DOCUMENT EXCERPT:
[Start of Attachment]

Elsie Eaton Newton (February 6, 1871 – January 12, 1941) was an American educator with the United States Indian Service, and the first Dean of Women at Marietta College in Ohio.

== Early life ==
Elsie Eaton was born February 6, 1871, in Washington, D.C., the daughter of General John Eaton Jr. and Alice Eugenia Shirley Eaton. She graduated from Lake Erie Seminary. Later in life, she graduated from Marietta College in Ohio.

== Career ==
Elsie Eaton Newton was a health and education supervisor at the United States Indian Service before World War I. She wrote articles, spoke at conferences, and gave reports on prevention measures against contagious diseases such as tuberculosis and trachoma at reservations and federal schools. She served on the War Work Council of the YWCA during World War I, advising on health outreach and recreational programs for Native American girls.

[End of Attachment]

EXTRACTED ENTRIES:
[Start of Attachment]

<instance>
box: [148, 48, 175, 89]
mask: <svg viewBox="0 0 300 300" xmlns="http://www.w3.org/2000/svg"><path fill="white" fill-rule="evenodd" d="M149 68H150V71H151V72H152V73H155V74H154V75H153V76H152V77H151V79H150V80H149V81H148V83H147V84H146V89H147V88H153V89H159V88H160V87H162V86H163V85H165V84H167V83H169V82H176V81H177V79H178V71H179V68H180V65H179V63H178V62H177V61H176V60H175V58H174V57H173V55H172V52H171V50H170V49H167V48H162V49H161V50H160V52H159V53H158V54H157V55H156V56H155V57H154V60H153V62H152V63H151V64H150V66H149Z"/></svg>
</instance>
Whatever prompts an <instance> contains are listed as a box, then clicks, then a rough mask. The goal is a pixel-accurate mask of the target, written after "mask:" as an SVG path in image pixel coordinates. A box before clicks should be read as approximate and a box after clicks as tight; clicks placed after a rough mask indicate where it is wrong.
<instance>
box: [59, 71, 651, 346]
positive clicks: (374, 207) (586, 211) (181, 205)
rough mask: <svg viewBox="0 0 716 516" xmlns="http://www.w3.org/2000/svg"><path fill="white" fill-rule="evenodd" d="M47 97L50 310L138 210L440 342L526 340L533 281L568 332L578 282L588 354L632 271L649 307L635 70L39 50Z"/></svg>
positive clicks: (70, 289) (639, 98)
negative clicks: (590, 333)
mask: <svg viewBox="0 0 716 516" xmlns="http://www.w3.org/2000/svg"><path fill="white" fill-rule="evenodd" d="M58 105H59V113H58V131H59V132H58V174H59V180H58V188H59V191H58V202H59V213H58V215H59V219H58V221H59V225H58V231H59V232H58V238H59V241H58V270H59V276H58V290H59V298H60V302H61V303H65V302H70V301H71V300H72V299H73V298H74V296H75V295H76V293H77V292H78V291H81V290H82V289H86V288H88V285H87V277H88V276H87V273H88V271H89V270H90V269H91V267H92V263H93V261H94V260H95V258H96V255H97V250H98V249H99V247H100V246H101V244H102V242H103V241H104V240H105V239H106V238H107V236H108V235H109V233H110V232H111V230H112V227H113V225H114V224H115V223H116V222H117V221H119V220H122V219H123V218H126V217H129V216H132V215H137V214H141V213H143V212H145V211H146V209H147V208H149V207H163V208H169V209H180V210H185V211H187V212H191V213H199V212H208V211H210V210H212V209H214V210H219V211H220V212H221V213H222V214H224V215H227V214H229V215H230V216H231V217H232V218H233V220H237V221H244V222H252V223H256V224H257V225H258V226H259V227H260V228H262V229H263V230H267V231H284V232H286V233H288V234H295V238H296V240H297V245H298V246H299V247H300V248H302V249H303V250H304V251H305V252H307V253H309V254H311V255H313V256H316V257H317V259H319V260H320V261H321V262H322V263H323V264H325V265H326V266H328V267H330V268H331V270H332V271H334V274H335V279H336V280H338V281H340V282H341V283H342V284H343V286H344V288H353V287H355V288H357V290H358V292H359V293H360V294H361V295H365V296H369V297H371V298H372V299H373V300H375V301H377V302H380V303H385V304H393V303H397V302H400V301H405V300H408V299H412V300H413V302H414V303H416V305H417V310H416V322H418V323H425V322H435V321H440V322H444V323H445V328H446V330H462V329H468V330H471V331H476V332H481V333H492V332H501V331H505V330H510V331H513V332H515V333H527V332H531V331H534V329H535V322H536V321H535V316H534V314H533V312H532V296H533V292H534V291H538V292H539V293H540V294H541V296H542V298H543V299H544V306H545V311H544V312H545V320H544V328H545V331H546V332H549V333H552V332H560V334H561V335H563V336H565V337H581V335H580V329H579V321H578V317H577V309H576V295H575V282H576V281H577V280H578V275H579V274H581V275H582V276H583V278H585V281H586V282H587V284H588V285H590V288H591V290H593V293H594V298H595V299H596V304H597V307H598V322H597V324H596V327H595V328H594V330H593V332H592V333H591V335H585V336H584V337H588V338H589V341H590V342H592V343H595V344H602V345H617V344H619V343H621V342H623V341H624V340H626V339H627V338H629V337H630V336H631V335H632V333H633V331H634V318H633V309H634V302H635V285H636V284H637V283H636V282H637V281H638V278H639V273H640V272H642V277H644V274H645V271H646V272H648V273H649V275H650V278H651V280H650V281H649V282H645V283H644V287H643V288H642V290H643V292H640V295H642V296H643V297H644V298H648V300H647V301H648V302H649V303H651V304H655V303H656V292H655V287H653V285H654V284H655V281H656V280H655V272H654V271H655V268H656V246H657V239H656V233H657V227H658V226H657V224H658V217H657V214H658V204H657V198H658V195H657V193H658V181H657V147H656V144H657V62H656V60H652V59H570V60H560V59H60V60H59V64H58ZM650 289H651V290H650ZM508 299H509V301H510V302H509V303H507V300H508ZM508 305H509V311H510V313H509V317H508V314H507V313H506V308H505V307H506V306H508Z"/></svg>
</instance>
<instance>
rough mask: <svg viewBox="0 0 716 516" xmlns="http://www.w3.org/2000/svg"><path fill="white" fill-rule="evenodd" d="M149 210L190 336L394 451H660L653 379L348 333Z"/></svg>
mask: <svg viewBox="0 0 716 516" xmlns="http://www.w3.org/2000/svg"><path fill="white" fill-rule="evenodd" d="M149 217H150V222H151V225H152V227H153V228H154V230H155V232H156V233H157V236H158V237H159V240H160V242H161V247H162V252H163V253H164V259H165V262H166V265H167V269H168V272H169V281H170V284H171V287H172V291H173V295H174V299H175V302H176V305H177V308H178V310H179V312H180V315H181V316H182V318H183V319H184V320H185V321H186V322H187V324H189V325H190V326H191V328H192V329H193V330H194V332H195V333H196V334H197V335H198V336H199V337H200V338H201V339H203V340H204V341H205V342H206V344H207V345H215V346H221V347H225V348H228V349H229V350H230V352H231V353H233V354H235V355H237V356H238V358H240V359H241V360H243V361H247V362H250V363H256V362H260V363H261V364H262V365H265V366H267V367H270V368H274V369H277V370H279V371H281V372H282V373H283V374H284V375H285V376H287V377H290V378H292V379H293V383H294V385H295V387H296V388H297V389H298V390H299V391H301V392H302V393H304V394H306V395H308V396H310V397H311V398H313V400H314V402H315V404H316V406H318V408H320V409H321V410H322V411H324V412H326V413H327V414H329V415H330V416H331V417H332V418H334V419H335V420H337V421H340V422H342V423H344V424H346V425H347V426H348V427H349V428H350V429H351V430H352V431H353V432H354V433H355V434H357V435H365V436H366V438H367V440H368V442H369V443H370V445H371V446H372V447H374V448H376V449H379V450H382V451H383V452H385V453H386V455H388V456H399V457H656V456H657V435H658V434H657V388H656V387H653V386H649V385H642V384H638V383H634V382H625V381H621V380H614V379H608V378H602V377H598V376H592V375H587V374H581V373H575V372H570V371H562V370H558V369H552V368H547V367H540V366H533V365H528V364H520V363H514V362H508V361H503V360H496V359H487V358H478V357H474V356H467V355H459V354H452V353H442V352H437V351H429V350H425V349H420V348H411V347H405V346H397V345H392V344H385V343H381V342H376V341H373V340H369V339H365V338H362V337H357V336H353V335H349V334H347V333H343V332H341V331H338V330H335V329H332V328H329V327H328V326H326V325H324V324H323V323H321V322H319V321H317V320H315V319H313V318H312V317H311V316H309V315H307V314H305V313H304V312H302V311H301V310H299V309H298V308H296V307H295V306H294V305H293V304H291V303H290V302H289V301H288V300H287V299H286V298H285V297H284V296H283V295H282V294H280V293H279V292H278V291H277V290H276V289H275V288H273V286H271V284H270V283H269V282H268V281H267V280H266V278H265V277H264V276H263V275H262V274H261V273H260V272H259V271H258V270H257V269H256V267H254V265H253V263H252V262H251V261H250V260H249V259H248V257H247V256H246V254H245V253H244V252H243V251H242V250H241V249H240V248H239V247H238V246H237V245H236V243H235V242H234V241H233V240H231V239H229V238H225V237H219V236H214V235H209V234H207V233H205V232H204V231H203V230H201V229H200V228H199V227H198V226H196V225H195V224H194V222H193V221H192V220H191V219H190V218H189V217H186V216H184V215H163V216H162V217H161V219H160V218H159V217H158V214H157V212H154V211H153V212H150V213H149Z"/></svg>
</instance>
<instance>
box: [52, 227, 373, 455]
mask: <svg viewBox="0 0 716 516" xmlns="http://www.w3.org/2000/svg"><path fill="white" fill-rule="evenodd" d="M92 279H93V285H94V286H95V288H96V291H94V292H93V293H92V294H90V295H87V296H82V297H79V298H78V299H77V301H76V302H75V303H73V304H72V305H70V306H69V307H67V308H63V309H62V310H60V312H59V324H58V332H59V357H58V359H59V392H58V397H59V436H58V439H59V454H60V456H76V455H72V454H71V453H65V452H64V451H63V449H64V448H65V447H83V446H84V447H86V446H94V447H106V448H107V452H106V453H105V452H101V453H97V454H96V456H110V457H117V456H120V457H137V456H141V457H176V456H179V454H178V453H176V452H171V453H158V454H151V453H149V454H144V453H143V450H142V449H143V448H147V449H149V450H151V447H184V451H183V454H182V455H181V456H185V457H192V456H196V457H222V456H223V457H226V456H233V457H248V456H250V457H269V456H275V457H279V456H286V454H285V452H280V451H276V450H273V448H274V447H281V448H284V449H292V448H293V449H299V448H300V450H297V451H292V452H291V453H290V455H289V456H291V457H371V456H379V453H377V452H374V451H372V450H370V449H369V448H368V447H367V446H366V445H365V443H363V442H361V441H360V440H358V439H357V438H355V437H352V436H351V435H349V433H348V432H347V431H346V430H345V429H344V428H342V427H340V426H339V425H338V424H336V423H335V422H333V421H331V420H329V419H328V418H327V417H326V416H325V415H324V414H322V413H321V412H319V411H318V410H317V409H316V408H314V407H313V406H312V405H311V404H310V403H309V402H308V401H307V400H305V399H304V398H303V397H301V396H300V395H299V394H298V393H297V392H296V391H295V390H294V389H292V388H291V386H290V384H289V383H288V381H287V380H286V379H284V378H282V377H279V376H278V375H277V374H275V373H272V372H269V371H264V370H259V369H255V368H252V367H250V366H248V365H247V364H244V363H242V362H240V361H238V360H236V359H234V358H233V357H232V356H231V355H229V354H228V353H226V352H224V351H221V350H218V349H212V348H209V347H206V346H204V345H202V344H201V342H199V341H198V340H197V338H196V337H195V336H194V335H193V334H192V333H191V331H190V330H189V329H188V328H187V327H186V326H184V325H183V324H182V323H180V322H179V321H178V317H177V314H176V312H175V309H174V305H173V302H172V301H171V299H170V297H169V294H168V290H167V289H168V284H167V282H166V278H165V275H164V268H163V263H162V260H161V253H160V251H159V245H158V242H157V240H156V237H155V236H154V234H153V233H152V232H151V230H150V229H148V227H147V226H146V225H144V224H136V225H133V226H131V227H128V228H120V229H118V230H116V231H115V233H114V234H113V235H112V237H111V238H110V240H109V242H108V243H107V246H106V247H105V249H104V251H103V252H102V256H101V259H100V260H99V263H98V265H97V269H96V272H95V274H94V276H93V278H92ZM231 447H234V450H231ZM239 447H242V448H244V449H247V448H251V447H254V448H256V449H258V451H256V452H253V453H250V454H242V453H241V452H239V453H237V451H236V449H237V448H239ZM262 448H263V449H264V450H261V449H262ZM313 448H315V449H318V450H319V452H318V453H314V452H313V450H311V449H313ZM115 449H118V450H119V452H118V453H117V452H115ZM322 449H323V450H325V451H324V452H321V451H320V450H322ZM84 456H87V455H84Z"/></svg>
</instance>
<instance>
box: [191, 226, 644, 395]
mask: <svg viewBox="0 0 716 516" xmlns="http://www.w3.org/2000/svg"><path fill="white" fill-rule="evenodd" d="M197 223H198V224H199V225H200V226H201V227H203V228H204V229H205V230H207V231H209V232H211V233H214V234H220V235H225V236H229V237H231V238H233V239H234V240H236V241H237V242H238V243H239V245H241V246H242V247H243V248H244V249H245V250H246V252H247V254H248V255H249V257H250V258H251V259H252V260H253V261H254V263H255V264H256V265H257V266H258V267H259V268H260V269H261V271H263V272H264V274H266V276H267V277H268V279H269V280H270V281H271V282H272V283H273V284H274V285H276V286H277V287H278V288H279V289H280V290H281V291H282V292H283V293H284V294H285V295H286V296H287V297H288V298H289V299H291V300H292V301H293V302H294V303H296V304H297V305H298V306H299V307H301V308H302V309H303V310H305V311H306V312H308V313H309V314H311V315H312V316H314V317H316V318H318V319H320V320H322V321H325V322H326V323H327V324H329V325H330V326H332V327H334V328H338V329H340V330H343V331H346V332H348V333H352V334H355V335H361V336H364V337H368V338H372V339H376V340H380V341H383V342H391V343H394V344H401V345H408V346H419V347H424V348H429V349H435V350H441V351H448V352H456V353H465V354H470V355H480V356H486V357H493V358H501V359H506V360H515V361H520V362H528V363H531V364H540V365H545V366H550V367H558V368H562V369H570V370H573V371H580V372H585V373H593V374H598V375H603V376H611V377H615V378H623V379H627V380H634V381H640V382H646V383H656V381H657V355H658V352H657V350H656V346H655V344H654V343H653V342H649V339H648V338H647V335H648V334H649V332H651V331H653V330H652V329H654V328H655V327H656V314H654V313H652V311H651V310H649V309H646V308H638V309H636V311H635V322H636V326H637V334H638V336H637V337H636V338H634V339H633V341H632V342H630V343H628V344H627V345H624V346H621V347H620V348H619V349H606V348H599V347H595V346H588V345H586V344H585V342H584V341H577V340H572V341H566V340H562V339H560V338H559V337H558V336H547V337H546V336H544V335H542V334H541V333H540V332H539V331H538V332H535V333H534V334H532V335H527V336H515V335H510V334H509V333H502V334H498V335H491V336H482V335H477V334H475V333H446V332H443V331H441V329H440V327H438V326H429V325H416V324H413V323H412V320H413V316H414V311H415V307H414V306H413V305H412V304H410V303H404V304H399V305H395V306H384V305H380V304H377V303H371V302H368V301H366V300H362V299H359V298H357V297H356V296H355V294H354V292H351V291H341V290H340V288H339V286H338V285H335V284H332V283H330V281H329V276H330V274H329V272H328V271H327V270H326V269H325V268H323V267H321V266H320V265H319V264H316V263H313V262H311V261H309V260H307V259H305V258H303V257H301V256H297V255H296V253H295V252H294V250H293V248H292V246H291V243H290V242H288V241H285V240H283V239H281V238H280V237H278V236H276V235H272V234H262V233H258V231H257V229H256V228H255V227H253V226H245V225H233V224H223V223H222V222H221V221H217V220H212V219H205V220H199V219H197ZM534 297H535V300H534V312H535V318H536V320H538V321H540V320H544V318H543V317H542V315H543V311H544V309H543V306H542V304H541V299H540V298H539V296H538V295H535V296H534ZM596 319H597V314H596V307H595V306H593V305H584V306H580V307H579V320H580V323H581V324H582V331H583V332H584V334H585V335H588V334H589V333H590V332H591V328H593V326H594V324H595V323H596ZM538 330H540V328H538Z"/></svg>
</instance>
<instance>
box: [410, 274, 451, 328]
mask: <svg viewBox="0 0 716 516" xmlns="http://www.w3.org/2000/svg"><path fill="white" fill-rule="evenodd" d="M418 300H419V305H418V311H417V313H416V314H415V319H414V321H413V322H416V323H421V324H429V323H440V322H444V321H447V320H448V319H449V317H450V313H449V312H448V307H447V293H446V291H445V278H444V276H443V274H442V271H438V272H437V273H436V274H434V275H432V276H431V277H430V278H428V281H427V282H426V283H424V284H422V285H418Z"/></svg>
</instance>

[End of Attachment]

Continue the biography of Elsie Eaton Newton from the point where it stops. The data has no connection to the biographical text about Elsie Eaton Newton.

Newton was a member of the National Association for the Study and Prevention of Tuberculosis, the National Association for the Study and Prevention of Infant Mortality, the National Association of Women Deans and Counselors, and the American Child Hygiene Association, and a charter member of the Toledo, Ohio, chapter of Sorosis.

From 1919 to 1922, Newton was assistant to the Dean of Women at Cornell University. In 1924 she was named first Dean of Women at Marietta College, an office she held until 1929. A women's residence hall at that school is named in her memory.

== Personal life and legacy ==
Elsie Eaton married Charles William Newton, a medical doctor from Ohio, in 1894; they had two daughters, Janet and Mary Alice, before he died in 1904. Elsie Eaton Newton died January 12, 1941, aged 69 years, in Warner, New Hampshire. In 1957, a portrait of Newton was donated to Marietta College by her elder daughter, Janet Newton Dawes.